═════ Data for processing ═════
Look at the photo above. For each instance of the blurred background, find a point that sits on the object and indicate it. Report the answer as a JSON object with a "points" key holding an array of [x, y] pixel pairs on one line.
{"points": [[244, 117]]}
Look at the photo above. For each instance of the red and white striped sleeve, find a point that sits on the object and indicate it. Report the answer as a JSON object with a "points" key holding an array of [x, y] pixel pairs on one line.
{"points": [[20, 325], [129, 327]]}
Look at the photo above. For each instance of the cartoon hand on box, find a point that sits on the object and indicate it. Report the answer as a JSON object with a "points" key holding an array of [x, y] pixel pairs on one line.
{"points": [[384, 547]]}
═════
═════ Data for processing ═════
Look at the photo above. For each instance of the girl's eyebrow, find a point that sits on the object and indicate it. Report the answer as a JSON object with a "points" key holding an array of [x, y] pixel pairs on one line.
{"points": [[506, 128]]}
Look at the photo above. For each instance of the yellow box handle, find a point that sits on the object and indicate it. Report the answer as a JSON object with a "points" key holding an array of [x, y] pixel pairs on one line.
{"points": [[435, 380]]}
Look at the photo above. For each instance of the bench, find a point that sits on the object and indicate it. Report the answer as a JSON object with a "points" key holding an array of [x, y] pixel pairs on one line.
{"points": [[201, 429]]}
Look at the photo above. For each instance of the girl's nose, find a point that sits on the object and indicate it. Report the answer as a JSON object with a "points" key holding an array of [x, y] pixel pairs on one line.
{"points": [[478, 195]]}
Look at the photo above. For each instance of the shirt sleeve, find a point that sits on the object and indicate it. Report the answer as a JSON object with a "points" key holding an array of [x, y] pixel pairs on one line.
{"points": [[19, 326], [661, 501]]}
═════
▶ **Task**: Pick out every line in the records above that contains the word "girl", and copy each one.

▶ **Solution for this problem**:
Look at the photo above. For each instance of the girl's eyebrow, find a point that sits on the object and indicate it. Report the answer as a JSON object with a "points" key holding an array of [x, y] pixel pairs on one line.
Look at the photo above. For each instance of the girl's nose, find a point that sits on the object and indicate it. Report the answer as a JSON object with a "points" key holding an array of [x, y] pixel pairs on one line.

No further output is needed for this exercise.